══ Extrait

Gérald Darmanin ne veut pas d'une justice politique. C'est que l'ancien ministre de l'Intérieur dit en substance ce jeudi, sur le réseau social X, au lendemain des réquisitions du parquet à l'encontre de Marine Le Pen dans le cadre du procès des assistants parlementaires "fictifs" du RN.

Le ministère public a en effet requis mercredi soir contre l'ancienne présidente du parti d'extrême droite cinq ans d'inéligibilité et cinq ans de prison dont deux ferme aménageables. Surtout, le parquet a demandé à ce que la peine soit assortie de l'exécution provisoire, c'est-à-dire qu'un appel formulé par la défense ne serait pas suspensif et empêcherait donc la triple candidate à la présidentielle de briguer à nouveau l'Élysée en 2027.

Darmanin invoque le "Peuple"

La veille, le président du RN Jordan Bardella s'offusquait, lui aussi sur X, d'une "atteinte à la démocratie", dénoncant un parquet qui serait "dans l'archarnement et la vengeance à l'égard de Marine Le Pen".

Pour Gérald Darmanin, il "serait profondément choquant que Marine Le Pen soit jugée inéligible [...] Combattre Madame Le Pen se fait dans les urnes", écrit-il, avant de poursuivre: "N’ayons pas peur de la démocratie et évitons de creuser, encore plus, la différence entre les "élites" et l’immense majorité de nos concitoyens."

════

Consigne →
Poursuivez l'article sur la réaction de Gérald Darmanin aux réquisitions visant Marine Le Pen, à la suite de sa dernière phrase. Les enregistrements n'ont aucun rôle ici.

══ Liste

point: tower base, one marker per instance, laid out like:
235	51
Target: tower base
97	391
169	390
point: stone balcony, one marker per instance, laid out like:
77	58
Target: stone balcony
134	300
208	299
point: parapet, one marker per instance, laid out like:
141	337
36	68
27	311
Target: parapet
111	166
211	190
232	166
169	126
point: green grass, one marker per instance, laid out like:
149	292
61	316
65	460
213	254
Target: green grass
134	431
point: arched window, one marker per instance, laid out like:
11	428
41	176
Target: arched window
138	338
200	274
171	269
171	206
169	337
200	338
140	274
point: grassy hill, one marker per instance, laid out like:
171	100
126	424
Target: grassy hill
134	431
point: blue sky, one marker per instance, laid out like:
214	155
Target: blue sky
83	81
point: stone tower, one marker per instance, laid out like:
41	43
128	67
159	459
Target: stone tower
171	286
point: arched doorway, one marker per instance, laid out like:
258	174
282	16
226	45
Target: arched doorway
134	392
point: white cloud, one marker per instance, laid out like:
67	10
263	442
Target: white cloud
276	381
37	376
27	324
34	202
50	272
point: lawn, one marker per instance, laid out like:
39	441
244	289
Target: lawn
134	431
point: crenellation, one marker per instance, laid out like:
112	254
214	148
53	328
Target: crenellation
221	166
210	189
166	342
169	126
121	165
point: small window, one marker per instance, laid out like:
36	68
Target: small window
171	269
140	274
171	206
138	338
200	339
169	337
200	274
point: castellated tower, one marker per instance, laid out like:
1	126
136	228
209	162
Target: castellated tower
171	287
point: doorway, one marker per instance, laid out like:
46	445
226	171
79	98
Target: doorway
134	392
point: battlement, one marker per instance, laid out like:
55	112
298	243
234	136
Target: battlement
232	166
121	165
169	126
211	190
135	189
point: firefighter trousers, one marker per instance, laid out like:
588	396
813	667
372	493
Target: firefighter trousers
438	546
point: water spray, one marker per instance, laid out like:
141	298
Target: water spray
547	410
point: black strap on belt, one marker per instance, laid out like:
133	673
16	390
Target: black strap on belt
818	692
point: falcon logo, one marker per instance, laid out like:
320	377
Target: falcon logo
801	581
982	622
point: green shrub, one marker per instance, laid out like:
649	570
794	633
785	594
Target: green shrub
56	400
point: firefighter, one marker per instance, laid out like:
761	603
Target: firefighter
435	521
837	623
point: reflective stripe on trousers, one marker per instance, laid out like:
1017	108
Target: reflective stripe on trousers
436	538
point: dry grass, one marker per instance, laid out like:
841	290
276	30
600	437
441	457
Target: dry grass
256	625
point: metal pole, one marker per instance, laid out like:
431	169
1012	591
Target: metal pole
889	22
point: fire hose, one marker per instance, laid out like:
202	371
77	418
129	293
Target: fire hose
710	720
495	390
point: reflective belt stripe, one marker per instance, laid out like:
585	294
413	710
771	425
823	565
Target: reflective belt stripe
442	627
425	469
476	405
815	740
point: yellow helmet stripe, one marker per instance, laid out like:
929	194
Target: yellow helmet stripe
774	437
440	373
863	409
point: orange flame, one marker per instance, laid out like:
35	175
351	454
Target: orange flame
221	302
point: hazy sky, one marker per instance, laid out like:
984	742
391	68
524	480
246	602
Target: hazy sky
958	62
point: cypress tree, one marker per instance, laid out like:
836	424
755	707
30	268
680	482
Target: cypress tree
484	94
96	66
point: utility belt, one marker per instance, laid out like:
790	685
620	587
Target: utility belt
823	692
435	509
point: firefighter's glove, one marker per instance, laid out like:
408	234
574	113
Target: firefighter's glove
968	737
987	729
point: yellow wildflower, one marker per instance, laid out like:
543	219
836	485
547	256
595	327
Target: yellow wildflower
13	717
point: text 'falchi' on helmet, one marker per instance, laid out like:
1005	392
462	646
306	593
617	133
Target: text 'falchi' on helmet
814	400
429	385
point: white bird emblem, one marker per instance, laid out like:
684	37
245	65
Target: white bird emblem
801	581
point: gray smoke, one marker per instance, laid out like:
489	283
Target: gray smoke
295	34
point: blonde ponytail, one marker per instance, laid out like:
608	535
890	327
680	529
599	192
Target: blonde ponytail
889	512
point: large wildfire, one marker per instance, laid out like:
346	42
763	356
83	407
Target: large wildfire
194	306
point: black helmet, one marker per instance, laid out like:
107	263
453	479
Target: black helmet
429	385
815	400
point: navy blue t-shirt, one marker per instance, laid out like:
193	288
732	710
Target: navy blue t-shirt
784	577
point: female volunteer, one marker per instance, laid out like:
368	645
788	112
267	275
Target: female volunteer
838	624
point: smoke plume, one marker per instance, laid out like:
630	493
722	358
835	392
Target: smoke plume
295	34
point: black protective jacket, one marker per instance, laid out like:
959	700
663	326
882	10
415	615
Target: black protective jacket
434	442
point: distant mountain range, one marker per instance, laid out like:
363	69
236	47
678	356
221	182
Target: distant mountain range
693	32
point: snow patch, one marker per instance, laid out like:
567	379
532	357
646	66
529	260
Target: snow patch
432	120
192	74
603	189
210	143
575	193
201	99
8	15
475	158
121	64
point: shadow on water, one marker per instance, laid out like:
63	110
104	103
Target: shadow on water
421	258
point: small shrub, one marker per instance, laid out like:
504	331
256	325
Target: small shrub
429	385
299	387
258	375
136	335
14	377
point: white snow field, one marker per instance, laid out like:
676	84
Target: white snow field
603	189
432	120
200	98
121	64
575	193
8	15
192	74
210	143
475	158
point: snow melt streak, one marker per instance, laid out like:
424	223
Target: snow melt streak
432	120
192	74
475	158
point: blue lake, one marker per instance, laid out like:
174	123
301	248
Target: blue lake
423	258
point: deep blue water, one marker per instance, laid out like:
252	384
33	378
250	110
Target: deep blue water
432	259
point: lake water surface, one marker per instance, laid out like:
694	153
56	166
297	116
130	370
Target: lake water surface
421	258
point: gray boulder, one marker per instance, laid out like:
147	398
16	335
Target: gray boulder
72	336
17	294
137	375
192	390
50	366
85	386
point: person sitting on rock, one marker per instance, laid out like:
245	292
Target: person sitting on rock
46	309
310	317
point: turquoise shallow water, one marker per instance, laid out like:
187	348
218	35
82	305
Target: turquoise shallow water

════

Réponse →
Inéligibilité automatique mais...

L'ancien locataire de la place Beauvau ne souhaite pas ainsi qu'elle soit "condamnée électoralement, sans l'expression du Peuple". Pourtant, comme le rappelle Le Monde, la loi relative à la transparence, à la lutte contre la corruption et à la modernisation de la vie économique, dite "Sapin 2" entrée en vigueur le 11 décembre 2016, impose des peines obligatoires d’inéligibilité pendant cinq ans en cas de condamnation notamment pour détournement de fonds publics. Une inéligibilité automatique qui ne serait pas donc du fait des magistrats mais découlerait uniquement de l'application de la loi.

Plus cocasse, toujours selon Le Monde, la cheffe de file de l'extrême droite aurait découvert, avec ses avocats, cette particularité législative seulement le 7 novembre. Toutefois, la loi précise que "la juridiction peut, par une décision spécialement motivée, décider de ne pas prononcer cette peine, en considération des circonstances de l'infraction et de la personnalité de son auteur".

Si le maire de Nice Christian Estrosi a partagé le même point de vue que Gérald Darmanin, affirmant vouloir que Marine Le Pen soit "défaite dans les urnes, pas dans les prétoires", la gauche mais aussi une partie du camp présidentiel et de la droite ont désavoué l'ancien ministre de l'Intérieur.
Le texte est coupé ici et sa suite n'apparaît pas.